● Written exercise: Each entry has to be copied exactly, with nothing missed.

● Records shown:
** begin **
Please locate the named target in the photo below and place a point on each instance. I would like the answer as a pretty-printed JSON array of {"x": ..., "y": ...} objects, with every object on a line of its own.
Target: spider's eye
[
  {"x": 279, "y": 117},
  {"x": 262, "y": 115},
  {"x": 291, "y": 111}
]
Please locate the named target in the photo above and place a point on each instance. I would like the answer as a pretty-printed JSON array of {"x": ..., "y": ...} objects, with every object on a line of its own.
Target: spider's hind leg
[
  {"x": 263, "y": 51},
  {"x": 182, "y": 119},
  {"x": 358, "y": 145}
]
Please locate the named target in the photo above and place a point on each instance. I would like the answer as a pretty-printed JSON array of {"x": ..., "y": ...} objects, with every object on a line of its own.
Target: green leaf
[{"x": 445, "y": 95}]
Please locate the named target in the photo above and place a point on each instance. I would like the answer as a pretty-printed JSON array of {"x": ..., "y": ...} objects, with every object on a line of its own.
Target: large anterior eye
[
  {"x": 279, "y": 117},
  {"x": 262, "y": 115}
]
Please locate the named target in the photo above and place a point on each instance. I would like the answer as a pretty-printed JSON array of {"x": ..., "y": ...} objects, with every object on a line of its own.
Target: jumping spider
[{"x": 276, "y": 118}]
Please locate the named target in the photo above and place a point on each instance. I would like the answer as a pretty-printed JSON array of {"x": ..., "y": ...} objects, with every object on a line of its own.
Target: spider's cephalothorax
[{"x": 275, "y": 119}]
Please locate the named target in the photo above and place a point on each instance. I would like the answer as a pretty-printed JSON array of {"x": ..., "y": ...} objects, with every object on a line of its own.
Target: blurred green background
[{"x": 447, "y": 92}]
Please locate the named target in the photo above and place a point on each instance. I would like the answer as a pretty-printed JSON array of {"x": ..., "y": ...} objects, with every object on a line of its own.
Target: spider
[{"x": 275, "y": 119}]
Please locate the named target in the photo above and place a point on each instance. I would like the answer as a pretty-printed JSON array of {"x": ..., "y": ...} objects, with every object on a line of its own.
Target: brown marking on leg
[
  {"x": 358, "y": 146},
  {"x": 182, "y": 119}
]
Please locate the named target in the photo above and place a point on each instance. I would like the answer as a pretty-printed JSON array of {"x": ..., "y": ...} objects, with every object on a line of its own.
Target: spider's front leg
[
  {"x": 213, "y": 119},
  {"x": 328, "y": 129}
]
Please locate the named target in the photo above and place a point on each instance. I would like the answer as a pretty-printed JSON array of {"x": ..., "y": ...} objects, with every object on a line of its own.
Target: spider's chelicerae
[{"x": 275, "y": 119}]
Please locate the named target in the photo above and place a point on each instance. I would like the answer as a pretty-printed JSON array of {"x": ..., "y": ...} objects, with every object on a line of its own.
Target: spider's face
** end **
● Final answer:
Please locate the named target in the photo below and place a point on each instance. I would like the answer as a pretty-printed JSON array of {"x": ..., "y": ...} objects, with every object on a line of its own.
Target: spider's eye
[
  {"x": 279, "y": 117},
  {"x": 262, "y": 115},
  {"x": 291, "y": 111}
]
Please locate the named target in the photo above and place a point on each instance. I would like the answer as a pretty-printed JSON array of {"x": ..., "y": ...} objects, with every object on a line of its own.
Target: spider's hind leg
[
  {"x": 263, "y": 51},
  {"x": 182, "y": 119},
  {"x": 358, "y": 145}
]
Please locate the named target in the photo above and place a point on each instance. I would like the answer as a pretty-printed JSON array of {"x": ..., "y": ...} objects, with every object on a line of its own.
Target: green leaf
[{"x": 445, "y": 95}]
Please locate the named target in the photo above and place a point on each instance. I would like the answer as a pretty-printed JSON array of {"x": ..., "y": ...} objects, with every object on a line of its own.
Target: large anterior eye
[
  {"x": 279, "y": 117},
  {"x": 262, "y": 115}
]
Please locate the named target in the photo above and place a point on each instance. I would like the answer as a pretty-printed JSON array of {"x": ..., "y": ...} objects, with every object on a line of its own.
Target: jumping spider
[{"x": 276, "y": 118}]
Please locate the named target in the photo above and place a point on each instance. I would like the answer as a pretty-printed JSON array of {"x": ..., "y": ...} objects, with every object on a line of its own.
Target: spider's cephalothorax
[{"x": 275, "y": 119}]
Please locate the named target in the photo above and place a point on each instance. I would like the answer as a pretty-printed JSON array of {"x": ..., "y": ...} objects, with every object on a line of its own.
Target: blurred green background
[{"x": 447, "y": 92}]
Please locate the named target in the photo above and place a point on each instance. I would like the answer as a pretty-printed JSON array of {"x": ..., "y": ...} objects, with every object on a line of its own.
Target: spider
[{"x": 275, "y": 119}]
Please locate the named target in the photo above and place a point on each instance. I would like the answer as a pretty-printed JSON array of {"x": ..., "y": ...} objects, with every object on a line of its own.
Target: brown marking on leg
[
  {"x": 358, "y": 146},
  {"x": 182, "y": 119}
]
Please locate the named target in the photo above and place a point on each instance. I would like the answer as a pretty-printed JSON array of {"x": ..., "y": ...} objects, with every object on a line of its own.
Target: spider's front leg
[
  {"x": 213, "y": 119},
  {"x": 328, "y": 129}
]
Please locate the named target in the photo above and place a point on each instance. I would like the answer as a pretty-printed JSON array of {"x": ..., "y": ...} objects, with every object on a line of its own.
Target: spider's chelicerae
[{"x": 275, "y": 119}]
Please locate the named target in the photo above and place a point on each instance. I would like the answer as a pretty-printed JSON array of {"x": ..., "y": ...} objects, with every object on a line of its own.
Target: spider's face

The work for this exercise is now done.